# Start of Exercise data

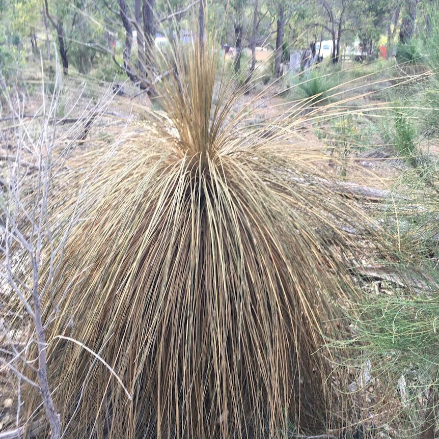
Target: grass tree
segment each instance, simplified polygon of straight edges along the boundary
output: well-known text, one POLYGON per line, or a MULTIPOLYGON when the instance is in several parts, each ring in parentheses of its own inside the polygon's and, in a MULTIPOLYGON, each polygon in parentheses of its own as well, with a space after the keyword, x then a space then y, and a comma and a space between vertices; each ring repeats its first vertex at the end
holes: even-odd
MULTIPOLYGON (((251 102, 230 118, 244 91, 216 83, 217 52, 196 45, 163 68, 178 74, 157 85, 163 110, 90 153, 57 204, 62 223, 82 181, 83 219, 42 275, 66 437, 286 437, 346 409, 324 338, 353 292, 342 231, 367 222, 321 183, 318 157, 292 153, 293 127, 267 138, 244 123, 251 102)), ((39 400, 30 389, 31 419, 39 400)))

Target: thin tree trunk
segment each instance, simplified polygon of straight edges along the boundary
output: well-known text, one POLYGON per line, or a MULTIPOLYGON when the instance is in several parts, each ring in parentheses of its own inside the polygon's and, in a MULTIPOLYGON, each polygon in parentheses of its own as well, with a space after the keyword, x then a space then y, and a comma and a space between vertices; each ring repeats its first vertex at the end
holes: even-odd
MULTIPOLYGON (((143 31, 147 53, 150 57, 155 47, 155 18, 154 0, 143 0, 143 31)), ((149 60, 150 62, 150 60, 149 60)))
POLYGON ((275 77, 281 76, 281 63, 282 60, 282 47, 284 44, 284 5, 281 4, 278 12, 277 28, 276 29, 276 50, 275 58, 275 77))
POLYGON ((406 0, 406 14, 401 22, 401 31, 399 40, 403 44, 406 44, 409 40, 413 38, 415 33, 415 21, 419 0, 406 0))
POLYGON ((135 17, 135 30, 137 32, 137 52, 139 58, 139 69, 144 76, 146 75, 145 70, 145 40, 142 29, 143 20, 142 14, 142 0, 135 0, 134 4, 134 13, 135 17))
POLYGON ((123 56, 124 67, 126 69, 129 67, 131 59, 131 48, 132 46, 132 26, 126 15, 126 2, 125 0, 119 0, 119 12, 123 27, 125 29, 125 45, 123 56))
POLYGON ((200 50, 203 55, 203 48, 204 46, 204 2, 200 2, 200 9, 198 11, 198 35, 200 38, 200 50))
POLYGON ((235 72, 238 73, 241 69, 241 53, 242 51, 242 26, 240 23, 235 24, 235 37, 236 42, 236 55, 235 57, 235 72))
POLYGON ((63 73, 67 76, 69 74, 69 60, 67 59, 67 49, 64 46, 64 32, 63 29, 63 22, 59 20, 57 23, 50 16, 49 13, 49 7, 47 5, 47 0, 44 0, 44 7, 46 16, 49 19, 49 21, 52 23, 52 25, 57 31, 58 43, 60 45, 60 55, 61 57, 61 61, 63 63, 63 73))
POLYGON ((255 10, 253 11, 253 34, 252 38, 252 64, 250 65, 249 74, 247 75, 244 82, 244 87, 246 89, 246 93, 250 91, 249 85, 252 80, 253 72, 255 71, 255 67, 256 66, 256 40, 258 38, 258 28, 259 26, 258 21, 258 0, 255 0, 255 10))
POLYGON ((49 26, 47 24, 47 17, 46 16, 46 11, 43 10, 43 19, 44 21, 44 29, 46 30, 46 45, 47 47, 47 58, 49 61, 51 61, 50 57, 50 44, 49 42, 49 26))
POLYGON ((58 42, 60 44, 60 55, 63 63, 63 73, 65 76, 69 74, 69 60, 67 58, 67 49, 64 46, 64 31, 63 29, 63 22, 58 23, 58 42))
POLYGON ((399 6, 395 10, 393 16, 393 30, 391 29, 390 22, 387 29, 387 44, 386 49, 386 59, 388 60, 392 56, 392 48, 395 42, 395 37, 396 35, 396 30, 398 28, 398 22, 399 21, 399 12, 401 8, 399 6))

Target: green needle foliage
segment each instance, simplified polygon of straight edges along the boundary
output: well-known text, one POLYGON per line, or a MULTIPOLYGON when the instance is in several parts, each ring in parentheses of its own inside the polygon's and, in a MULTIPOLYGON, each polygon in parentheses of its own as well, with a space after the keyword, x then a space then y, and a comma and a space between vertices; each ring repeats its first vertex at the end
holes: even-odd
MULTIPOLYGON (((217 55, 200 52, 177 48, 177 73, 157 85, 163 111, 143 109, 110 151, 86 157, 60 200, 68 217, 88 176, 50 279, 49 379, 66 437, 286 437, 349 413, 323 339, 341 336, 334 320, 353 291, 355 243, 342 230, 367 221, 320 184, 318 157, 290 152, 291 127, 267 140, 241 124, 247 108, 231 119, 244 91, 215 89, 217 55)), ((31 391, 30 416, 39 401, 31 391)))

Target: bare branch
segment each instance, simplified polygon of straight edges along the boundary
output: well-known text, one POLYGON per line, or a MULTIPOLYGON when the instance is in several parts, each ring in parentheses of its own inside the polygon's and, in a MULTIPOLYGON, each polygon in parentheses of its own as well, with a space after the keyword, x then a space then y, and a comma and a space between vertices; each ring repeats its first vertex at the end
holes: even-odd
POLYGON ((186 12, 190 11, 194 6, 198 5, 199 3, 200 0, 196 0, 196 1, 191 3, 187 8, 185 8, 184 9, 181 9, 180 11, 177 11, 175 12, 173 12, 172 14, 170 14, 166 17, 159 19, 158 22, 162 23, 163 21, 169 21, 170 20, 172 19, 178 20, 186 12))

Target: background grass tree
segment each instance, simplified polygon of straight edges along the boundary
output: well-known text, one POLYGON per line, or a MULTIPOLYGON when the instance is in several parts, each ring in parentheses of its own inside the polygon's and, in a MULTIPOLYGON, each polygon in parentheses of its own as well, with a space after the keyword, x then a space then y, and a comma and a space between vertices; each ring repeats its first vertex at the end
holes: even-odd
MULTIPOLYGON (((350 411, 349 396, 335 397, 332 383, 347 383, 324 338, 341 337, 334 320, 355 290, 359 246, 343 230, 374 229, 319 182, 315 156, 291 156, 291 122, 267 141, 242 124, 251 103, 230 119, 244 91, 215 89, 216 52, 200 53, 178 50, 178 76, 157 88, 164 111, 65 183, 87 188, 84 220, 42 307, 59 310, 48 377, 70 437, 285 437, 291 425, 339 427, 334 410, 350 411)), ((57 221, 75 193, 57 204, 57 221)))

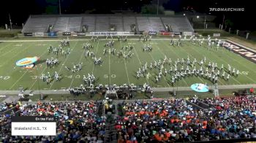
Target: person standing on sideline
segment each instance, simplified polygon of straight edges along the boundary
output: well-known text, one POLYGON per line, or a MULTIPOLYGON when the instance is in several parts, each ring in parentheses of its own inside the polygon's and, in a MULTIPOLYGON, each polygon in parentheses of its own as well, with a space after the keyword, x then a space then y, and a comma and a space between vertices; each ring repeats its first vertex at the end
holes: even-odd
POLYGON ((20 90, 20 93, 24 93, 23 88, 21 85, 20 85, 19 90, 20 90))

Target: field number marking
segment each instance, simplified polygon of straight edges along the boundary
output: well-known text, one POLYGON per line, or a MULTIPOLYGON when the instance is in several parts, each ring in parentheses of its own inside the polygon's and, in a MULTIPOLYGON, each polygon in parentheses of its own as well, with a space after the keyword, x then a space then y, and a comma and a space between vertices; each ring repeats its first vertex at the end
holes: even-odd
MULTIPOLYGON (((108 74, 104 74, 103 77, 105 78, 105 79, 108 79, 108 74)), ((114 74, 112 74, 110 75, 110 77, 111 77, 111 78, 116 78, 116 75, 114 74)))
POLYGON ((7 80, 10 78, 10 76, 1 76, 0 75, 0 80, 7 80))

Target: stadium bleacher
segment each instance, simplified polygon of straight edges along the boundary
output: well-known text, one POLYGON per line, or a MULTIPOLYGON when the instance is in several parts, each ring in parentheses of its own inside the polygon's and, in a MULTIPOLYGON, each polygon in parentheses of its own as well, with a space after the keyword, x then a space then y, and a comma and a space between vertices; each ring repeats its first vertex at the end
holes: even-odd
POLYGON ((117 31, 124 31, 123 19, 121 16, 110 16, 110 24, 116 26, 117 31))
POLYGON ((138 26, 139 28, 139 31, 152 31, 151 26, 148 21, 147 17, 136 17, 138 26))
POLYGON ((39 15, 31 16, 26 23, 23 33, 46 32, 49 25, 53 25, 52 31, 82 31, 83 26, 87 31, 110 31, 113 26, 116 31, 131 31, 131 26, 135 25, 140 31, 166 31, 165 24, 170 25, 173 32, 194 31, 186 17, 181 16, 130 16, 115 15, 39 15))
POLYGON ((96 23, 94 16, 84 16, 83 17, 82 26, 88 26, 88 31, 95 31, 96 23))
POLYGON ((53 31, 67 31, 69 26, 69 17, 60 17, 57 18, 56 23, 53 26, 53 31))
POLYGON ((194 31, 186 17, 161 18, 164 24, 168 24, 174 32, 194 31))
POLYGON ((82 17, 71 17, 67 31, 80 31, 82 17))
POLYGON ((160 18, 148 17, 148 20, 150 22, 153 31, 165 31, 160 18))
POLYGON ((97 16, 96 17, 96 29, 95 31, 109 31, 110 30, 110 21, 109 18, 106 16, 97 16))
POLYGON ((26 23, 22 32, 46 32, 48 25, 53 25, 57 18, 33 18, 31 17, 26 23))
POLYGON ((136 25, 136 19, 134 16, 124 16, 124 31, 131 31, 131 26, 136 25))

# End of Exercise data

» To do
Reproduce the lines above from the line containing "Target: thin tree trunk" down to the line containing "POLYGON ((200 50, 203", both included, replacing "straight edges" with "linear segments" and leaving everything else unchanged. Give only those lines.

» Worked answer
Target: thin tree trunk
segment each instance, simplified polygon of linear segments along the boundary
output: well-known text, one POLYGON per line, or a MULTIPOLYGON when the instance is in several parts, each ring in parentheses of its own inside the polygon's and, in a MULTIPOLYGON, each polygon in parentheses of its own as well, with a space after the keyword, x then a space then y, and a comma and a space between vertices; each ring repeats its first vertex at the end
holes: even-odd
MULTIPOLYGON (((143 31, 147 53, 150 57, 155 47, 155 18, 154 0, 143 0, 143 31)), ((149 60, 150 62, 150 60, 149 60)))
POLYGON ((275 77, 281 76, 281 63, 282 60, 282 47, 284 44, 284 5, 281 4, 278 12, 277 28, 276 29, 276 50, 275 58, 275 77))
POLYGON ((406 0, 406 14, 401 22, 401 31, 399 40, 403 44, 406 44, 409 40, 413 38, 415 33, 415 21, 419 0, 406 0))
POLYGON ((135 17, 135 30, 137 32, 137 52, 139 58, 139 69, 144 76, 146 75, 145 70, 145 40, 142 29, 143 20, 142 14, 142 0, 135 0, 134 4, 134 13, 135 17))
POLYGON ((123 56, 124 67, 126 69, 129 67, 131 59, 131 48, 132 46, 132 26, 126 15, 126 2, 125 0, 119 0, 119 12, 123 27, 125 29, 125 45, 123 56))
POLYGON ((200 50, 203 55, 203 48, 204 46, 204 2, 200 2, 200 9, 198 11, 198 35, 200 38, 200 50))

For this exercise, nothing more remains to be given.